The task. Make an exact copy of all the entries below, with the pictures left out.

═══ Available records ═══

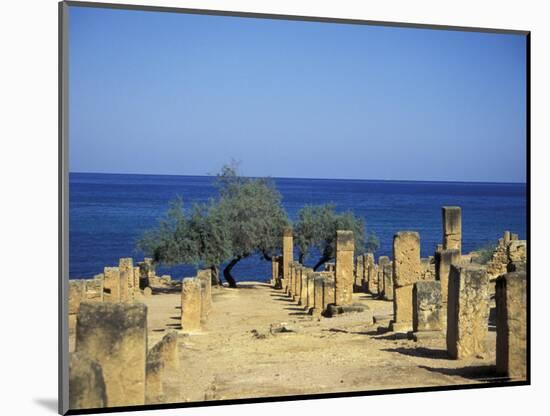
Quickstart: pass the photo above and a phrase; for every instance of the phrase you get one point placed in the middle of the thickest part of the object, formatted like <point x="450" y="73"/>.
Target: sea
<point x="109" y="212"/>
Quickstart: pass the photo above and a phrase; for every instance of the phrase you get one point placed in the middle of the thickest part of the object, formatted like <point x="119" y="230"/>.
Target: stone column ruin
<point x="115" y="336"/>
<point x="511" y="303"/>
<point x="467" y="311"/>
<point x="452" y="228"/>
<point x="288" y="254"/>
<point x="345" y="245"/>
<point x="191" y="304"/>
<point x="406" y="272"/>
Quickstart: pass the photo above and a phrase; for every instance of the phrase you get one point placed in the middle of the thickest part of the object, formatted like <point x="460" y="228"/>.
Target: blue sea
<point x="109" y="212"/>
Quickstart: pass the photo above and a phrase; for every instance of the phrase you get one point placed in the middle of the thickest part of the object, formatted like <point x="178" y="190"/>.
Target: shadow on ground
<point x="479" y="373"/>
<point x="435" y="354"/>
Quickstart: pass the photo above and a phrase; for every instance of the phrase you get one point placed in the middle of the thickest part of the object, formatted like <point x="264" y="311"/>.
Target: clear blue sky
<point x="167" y="93"/>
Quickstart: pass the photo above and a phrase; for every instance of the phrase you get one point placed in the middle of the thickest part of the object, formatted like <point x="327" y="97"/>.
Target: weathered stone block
<point x="304" y="290"/>
<point x="126" y="269"/>
<point x="511" y="302"/>
<point x="111" y="284"/>
<point x="402" y="305"/>
<point x="452" y="228"/>
<point x="443" y="261"/>
<point x="344" y="267"/>
<point x="516" y="266"/>
<point x="77" y="293"/>
<point x="517" y="251"/>
<point x="310" y="303"/>
<point x="191" y="302"/>
<point x="328" y="292"/>
<point x="406" y="258"/>
<point x="427" y="306"/>
<point x="154" y="376"/>
<point x="382" y="262"/>
<point x="94" y="288"/>
<point x="372" y="274"/>
<point x="467" y="311"/>
<point x="205" y="277"/>
<point x="115" y="336"/>
<point x="288" y="254"/>
<point x="86" y="384"/>
<point x="318" y="281"/>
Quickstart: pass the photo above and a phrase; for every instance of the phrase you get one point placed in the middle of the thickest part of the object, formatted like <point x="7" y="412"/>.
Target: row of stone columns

═══

Solution to the exercise.
Quickstart: pass the photo above and a phrase; for every instance of the phrase you get one point placed in the middle of the thickest part of the object, formatted like <point x="450" y="73"/>.
Target: sea
<point x="109" y="212"/>
Quickstart: pass the photo above and a phrase; for every instance of the phrase you get one point placed in the middle of the thickest part of the object, formatted like <point x="119" y="230"/>.
Target: stone column ruin
<point x="115" y="336"/>
<point x="511" y="303"/>
<point x="467" y="311"/>
<point x="452" y="228"/>
<point x="288" y="254"/>
<point x="345" y="245"/>
<point x="191" y="304"/>
<point x="406" y="272"/>
Quickstart: pass the photo above and a phrase; for every instance of the phrase you get one point placed in the middle of the thickest part of the object, formatted like <point x="460" y="228"/>.
Target: blue sea
<point x="109" y="212"/>
Quickstart: pass the photo above and a phrase; for every instance of the phrase you get one point placed in the middle of the thickest part of the object, formatted like <point x="178" y="190"/>.
Target: shadow on ground
<point x="479" y="373"/>
<point x="435" y="354"/>
Quickstart: pass the photo above and a phrase; for every instance of the phrase you get one point placed in the middle of the thickest part of the object, formatted like <point x="264" y="311"/>.
Target: clear blue sky
<point x="167" y="93"/>
Quickstart: pass the photo above and a phrase; for every instance of the phrase you get one point placed in the middle of the thickest part of the object, formatted like <point x="327" y="97"/>.
Target: weathered stone block
<point x="304" y="290"/>
<point x="126" y="269"/>
<point x="511" y="302"/>
<point x="111" y="284"/>
<point x="402" y="305"/>
<point x="452" y="228"/>
<point x="443" y="261"/>
<point x="344" y="267"/>
<point x="516" y="266"/>
<point x="77" y="293"/>
<point x="517" y="251"/>
<point x="310" y="303"/>
<point x="191" y="302"/>
<point x="328" y="292"/>
<point x="406" y="258"/>
<point x="427" y="306"/>
<point x="154" y="376"/>
<point x="382" y="262"/>
<point x="94" y="288"/>
<point x="372" y="274"/>
<point x="467" y="311"/>
<point x="205" y="277"/>
<point x="115" y="336"/>
<point x="288" y="254"/>
<point x="86" y="384"/>
<point x="318" y="281"/>
Quickstart: pass the photo above and a phrase; for every instance of the phrase you get one point placed in the middle of the thickest part of the object, formatted like <point x="7" y="412"/>.
Target: row of stone columns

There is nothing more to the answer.